[Opening The data section]

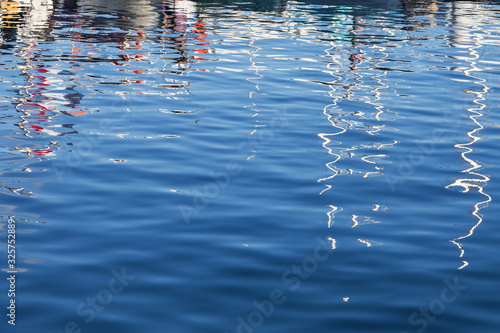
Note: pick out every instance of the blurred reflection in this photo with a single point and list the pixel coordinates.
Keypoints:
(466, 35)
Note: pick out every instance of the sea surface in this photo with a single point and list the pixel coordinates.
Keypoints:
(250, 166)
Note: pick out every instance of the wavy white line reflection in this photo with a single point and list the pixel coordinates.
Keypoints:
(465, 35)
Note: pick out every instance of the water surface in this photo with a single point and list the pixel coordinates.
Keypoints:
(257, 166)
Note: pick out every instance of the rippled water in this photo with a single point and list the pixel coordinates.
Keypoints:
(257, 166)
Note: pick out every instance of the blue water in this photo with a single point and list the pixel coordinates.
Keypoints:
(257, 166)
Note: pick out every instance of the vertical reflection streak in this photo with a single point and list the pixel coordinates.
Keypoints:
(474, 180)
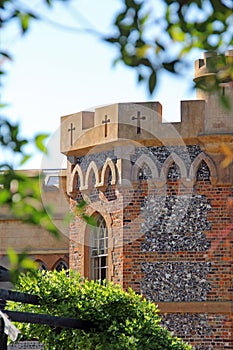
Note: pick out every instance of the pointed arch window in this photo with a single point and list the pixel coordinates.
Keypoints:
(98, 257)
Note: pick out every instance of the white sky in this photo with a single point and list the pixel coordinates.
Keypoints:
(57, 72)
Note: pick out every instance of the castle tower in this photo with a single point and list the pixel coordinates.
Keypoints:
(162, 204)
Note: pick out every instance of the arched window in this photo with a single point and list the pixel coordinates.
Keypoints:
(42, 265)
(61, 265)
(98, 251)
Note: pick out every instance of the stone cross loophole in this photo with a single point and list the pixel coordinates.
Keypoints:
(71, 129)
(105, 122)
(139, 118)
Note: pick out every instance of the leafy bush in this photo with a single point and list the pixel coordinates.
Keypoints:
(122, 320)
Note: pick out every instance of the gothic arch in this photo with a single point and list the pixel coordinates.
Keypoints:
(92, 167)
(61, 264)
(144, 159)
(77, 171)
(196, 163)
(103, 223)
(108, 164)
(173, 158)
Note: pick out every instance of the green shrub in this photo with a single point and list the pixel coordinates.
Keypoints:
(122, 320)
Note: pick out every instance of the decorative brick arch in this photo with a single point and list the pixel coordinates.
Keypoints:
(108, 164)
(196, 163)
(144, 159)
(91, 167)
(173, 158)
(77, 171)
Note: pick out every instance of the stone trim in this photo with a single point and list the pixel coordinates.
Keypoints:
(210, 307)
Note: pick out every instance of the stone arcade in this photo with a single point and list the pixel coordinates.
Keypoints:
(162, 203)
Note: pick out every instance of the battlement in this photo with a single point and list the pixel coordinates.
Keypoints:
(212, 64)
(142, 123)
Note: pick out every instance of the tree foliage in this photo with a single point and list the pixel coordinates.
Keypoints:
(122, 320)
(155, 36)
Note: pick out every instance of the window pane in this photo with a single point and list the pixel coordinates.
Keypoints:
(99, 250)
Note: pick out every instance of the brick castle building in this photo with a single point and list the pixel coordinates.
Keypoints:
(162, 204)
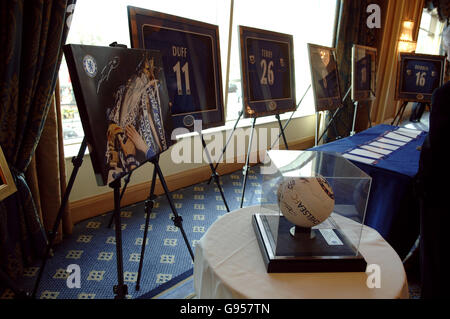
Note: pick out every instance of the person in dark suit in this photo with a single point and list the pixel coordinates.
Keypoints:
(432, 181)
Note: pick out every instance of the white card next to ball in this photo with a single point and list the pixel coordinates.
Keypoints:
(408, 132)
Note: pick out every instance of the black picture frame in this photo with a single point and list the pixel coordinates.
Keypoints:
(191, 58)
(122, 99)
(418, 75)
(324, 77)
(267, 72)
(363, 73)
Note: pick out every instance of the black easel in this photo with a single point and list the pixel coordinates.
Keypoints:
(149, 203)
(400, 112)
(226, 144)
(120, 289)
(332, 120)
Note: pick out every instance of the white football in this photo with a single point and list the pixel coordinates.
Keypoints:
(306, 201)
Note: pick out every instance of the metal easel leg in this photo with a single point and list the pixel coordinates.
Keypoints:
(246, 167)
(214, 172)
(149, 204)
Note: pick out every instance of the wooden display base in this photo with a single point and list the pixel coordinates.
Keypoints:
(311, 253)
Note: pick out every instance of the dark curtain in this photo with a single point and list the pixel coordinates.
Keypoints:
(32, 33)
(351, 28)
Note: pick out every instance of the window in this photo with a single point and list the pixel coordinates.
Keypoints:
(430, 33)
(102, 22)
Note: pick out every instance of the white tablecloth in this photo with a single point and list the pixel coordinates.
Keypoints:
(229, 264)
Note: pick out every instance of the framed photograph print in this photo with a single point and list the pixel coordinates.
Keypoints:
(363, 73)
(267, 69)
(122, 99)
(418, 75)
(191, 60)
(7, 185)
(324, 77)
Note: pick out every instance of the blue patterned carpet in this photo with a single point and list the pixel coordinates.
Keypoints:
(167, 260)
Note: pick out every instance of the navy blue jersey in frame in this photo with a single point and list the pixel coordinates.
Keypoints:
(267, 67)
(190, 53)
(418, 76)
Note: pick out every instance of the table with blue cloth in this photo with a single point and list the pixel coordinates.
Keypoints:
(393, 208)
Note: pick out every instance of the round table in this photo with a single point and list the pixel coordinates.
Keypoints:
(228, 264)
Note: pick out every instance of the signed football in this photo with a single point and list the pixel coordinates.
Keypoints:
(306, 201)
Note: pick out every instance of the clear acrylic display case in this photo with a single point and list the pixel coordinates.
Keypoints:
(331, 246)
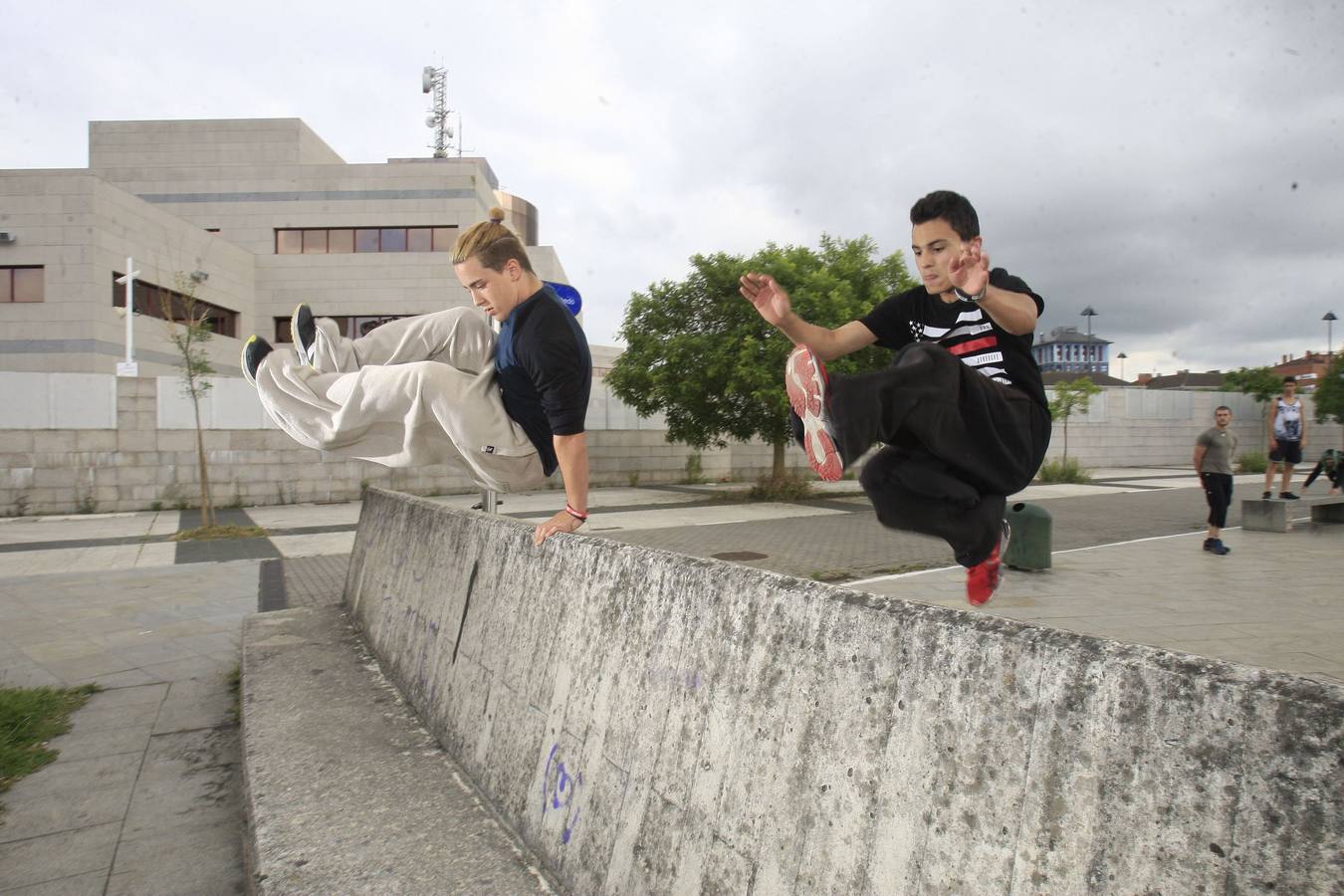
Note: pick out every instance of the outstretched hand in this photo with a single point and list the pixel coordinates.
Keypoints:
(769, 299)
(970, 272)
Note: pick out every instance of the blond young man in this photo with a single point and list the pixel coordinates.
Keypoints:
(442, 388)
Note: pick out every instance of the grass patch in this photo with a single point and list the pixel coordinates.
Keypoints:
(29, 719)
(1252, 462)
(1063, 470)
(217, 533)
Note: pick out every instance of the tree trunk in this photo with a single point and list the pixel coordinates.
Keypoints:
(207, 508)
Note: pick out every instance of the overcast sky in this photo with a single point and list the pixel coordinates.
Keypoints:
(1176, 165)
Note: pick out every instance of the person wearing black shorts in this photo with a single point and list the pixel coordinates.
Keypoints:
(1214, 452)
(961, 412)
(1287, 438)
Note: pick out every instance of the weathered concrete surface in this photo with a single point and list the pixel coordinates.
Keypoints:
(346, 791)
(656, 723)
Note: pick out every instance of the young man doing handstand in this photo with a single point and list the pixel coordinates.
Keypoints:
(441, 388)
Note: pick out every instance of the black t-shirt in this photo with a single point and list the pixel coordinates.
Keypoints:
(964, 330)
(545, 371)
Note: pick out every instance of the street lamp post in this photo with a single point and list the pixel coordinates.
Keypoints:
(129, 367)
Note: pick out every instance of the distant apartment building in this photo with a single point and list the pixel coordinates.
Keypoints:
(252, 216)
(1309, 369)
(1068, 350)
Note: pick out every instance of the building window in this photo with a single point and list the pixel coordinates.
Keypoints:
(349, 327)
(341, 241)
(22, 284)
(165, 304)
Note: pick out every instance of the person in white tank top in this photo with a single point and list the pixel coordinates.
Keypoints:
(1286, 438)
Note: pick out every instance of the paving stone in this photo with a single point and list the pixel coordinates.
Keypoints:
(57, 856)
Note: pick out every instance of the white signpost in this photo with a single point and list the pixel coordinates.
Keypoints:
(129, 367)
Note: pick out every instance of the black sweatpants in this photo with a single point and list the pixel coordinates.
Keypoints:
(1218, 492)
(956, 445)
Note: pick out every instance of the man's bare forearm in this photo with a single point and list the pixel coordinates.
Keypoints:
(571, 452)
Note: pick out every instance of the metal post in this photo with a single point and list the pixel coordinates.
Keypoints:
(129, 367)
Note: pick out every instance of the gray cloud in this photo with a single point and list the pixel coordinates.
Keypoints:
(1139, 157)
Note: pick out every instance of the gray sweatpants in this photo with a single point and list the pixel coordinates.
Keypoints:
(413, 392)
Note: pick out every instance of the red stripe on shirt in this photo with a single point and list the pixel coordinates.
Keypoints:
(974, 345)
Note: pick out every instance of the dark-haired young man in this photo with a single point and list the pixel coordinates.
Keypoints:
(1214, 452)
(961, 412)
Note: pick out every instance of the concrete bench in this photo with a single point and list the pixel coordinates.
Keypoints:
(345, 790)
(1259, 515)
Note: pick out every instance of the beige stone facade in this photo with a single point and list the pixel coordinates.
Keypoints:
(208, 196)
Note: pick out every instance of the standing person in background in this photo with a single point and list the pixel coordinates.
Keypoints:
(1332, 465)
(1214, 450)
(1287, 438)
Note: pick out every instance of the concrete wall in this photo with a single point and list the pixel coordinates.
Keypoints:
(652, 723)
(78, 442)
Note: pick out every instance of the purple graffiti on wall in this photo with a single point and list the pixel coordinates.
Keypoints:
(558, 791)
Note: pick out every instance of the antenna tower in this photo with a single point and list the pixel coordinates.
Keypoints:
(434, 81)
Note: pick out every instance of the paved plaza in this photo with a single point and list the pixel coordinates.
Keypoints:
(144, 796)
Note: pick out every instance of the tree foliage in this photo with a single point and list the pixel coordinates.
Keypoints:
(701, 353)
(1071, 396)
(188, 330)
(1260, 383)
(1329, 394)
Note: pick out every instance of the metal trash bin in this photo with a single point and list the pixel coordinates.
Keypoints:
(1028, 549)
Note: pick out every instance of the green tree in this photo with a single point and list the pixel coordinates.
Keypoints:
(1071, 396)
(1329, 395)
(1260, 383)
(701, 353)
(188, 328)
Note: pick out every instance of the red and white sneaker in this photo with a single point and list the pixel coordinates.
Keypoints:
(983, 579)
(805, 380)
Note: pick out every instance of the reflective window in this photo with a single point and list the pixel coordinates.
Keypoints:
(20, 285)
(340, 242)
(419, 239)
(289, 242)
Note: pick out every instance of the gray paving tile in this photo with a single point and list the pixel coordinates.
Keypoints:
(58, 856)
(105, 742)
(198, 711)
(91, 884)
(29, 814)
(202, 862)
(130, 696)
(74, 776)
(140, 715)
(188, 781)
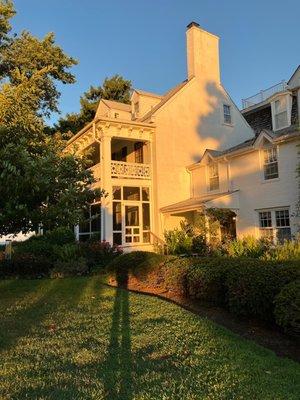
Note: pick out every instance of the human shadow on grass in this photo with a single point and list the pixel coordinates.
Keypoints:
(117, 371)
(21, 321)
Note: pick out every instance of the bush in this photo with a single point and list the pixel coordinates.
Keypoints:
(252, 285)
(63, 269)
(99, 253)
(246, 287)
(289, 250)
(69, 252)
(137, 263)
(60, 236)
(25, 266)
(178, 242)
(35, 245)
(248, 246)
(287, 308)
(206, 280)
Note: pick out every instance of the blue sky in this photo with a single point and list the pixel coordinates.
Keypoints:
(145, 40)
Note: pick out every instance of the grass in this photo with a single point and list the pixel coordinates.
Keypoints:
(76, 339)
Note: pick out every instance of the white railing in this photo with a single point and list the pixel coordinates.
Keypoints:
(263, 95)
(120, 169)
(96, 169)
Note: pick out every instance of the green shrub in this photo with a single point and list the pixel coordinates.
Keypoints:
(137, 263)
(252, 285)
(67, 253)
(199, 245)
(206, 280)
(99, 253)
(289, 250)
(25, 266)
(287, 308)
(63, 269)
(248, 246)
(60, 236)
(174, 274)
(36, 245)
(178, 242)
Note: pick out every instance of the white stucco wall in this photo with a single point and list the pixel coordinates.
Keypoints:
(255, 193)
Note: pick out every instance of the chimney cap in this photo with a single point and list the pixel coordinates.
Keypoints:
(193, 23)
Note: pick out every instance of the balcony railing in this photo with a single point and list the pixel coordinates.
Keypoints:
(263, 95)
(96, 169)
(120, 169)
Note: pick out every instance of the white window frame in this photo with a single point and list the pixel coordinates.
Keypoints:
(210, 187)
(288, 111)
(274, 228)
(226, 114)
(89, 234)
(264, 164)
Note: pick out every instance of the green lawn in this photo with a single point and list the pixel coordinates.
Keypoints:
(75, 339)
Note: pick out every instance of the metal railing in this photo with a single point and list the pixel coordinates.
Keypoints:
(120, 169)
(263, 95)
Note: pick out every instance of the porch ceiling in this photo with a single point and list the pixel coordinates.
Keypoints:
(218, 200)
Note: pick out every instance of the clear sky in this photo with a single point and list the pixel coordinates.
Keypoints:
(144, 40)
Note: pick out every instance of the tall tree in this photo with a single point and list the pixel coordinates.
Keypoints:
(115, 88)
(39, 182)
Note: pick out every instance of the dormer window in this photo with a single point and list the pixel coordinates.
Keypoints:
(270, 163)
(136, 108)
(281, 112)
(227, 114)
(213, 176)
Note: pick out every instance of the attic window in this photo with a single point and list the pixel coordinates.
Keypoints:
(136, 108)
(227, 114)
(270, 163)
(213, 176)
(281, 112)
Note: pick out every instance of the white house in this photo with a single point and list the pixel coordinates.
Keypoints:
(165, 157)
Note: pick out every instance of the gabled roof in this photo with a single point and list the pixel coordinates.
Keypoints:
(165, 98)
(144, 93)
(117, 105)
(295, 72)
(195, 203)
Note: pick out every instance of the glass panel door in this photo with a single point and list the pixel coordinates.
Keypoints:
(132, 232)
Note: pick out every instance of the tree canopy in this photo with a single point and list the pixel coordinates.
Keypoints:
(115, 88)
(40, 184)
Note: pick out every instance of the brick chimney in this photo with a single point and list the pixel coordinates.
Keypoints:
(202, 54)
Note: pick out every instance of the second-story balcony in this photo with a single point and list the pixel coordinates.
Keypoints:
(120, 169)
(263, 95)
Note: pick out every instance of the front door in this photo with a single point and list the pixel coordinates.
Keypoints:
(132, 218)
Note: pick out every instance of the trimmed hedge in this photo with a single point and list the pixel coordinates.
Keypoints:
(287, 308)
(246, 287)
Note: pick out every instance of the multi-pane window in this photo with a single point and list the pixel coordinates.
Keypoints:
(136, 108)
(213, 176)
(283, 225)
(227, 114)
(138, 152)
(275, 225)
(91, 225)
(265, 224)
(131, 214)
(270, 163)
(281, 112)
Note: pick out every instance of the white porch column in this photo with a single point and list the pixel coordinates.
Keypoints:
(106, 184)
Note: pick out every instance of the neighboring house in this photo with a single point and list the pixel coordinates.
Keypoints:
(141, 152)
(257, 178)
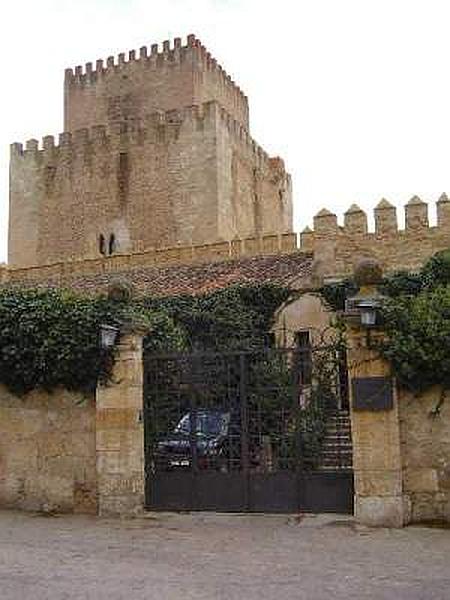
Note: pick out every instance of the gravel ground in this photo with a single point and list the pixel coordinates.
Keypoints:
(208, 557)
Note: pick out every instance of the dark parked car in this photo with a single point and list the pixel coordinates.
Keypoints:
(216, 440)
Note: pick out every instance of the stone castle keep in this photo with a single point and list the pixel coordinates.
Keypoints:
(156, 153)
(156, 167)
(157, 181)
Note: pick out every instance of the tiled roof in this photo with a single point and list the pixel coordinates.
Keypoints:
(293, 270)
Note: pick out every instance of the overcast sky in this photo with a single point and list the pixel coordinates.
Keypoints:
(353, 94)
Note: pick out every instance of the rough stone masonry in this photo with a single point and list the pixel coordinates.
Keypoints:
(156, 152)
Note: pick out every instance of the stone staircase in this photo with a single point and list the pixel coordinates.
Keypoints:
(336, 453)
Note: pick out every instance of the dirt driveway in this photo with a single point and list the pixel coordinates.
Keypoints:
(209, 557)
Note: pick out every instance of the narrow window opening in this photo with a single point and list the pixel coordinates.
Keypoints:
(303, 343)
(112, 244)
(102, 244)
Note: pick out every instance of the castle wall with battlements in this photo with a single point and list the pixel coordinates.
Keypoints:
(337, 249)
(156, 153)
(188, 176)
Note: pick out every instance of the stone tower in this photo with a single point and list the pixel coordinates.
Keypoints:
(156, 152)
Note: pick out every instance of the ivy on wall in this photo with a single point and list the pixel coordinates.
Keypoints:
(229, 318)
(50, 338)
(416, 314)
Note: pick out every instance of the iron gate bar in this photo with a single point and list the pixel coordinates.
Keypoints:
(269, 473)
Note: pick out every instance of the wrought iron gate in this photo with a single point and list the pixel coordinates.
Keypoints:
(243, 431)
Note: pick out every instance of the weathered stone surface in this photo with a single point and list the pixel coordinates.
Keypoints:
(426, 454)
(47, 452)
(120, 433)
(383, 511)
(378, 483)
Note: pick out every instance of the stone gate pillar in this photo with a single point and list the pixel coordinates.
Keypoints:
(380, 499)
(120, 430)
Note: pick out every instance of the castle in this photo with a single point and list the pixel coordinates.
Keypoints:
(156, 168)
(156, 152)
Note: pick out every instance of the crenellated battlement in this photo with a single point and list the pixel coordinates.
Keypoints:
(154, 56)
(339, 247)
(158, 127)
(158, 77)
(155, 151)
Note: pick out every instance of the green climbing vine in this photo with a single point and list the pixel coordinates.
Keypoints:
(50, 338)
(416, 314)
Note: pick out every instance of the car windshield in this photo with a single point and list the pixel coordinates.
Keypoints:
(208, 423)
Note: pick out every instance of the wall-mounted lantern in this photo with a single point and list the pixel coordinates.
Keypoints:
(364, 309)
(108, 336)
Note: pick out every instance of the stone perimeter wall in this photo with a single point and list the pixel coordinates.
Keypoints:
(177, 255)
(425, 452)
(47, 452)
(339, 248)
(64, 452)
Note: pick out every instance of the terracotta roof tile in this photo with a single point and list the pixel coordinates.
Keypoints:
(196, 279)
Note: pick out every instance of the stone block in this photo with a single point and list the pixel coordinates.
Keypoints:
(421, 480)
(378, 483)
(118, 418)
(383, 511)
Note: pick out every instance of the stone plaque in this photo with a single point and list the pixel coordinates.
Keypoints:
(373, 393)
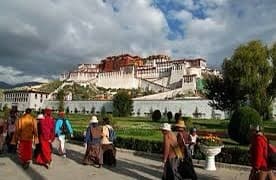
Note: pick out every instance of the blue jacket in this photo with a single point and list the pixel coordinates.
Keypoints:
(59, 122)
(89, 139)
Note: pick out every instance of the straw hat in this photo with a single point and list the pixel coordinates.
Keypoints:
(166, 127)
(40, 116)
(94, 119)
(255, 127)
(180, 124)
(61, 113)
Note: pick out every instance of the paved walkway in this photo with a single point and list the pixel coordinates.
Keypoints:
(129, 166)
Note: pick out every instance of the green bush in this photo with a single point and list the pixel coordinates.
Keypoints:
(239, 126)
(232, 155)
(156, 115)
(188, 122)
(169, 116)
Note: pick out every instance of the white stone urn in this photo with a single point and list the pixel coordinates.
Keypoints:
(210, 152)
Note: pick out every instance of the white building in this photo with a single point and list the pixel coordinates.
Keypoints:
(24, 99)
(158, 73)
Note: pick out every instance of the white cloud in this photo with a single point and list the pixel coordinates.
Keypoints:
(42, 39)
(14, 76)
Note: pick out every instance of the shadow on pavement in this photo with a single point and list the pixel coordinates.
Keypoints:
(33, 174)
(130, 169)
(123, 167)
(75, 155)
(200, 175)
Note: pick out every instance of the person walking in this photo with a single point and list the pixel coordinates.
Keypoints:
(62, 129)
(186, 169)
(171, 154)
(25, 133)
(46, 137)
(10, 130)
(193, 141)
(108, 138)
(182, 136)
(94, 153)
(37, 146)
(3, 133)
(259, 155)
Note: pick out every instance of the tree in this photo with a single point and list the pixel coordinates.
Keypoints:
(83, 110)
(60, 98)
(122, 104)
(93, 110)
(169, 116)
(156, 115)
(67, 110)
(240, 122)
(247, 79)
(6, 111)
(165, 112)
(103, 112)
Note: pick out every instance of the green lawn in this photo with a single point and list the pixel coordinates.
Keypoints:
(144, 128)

[Closing The data section]

*What you need to do:* Check each line of the records for the string "railing" and copy those that have it.

*Answer for this exercise:*
Note: pick out every instance of the white railing in this photo with a single point and list the pixel coordinates.
Note: pick out every instance of the balcony railing in this photo with a single point and list the pixel coordinates.
Note: pick out every instance of the metal railing in this photo with a single point and list the pixel coordinates.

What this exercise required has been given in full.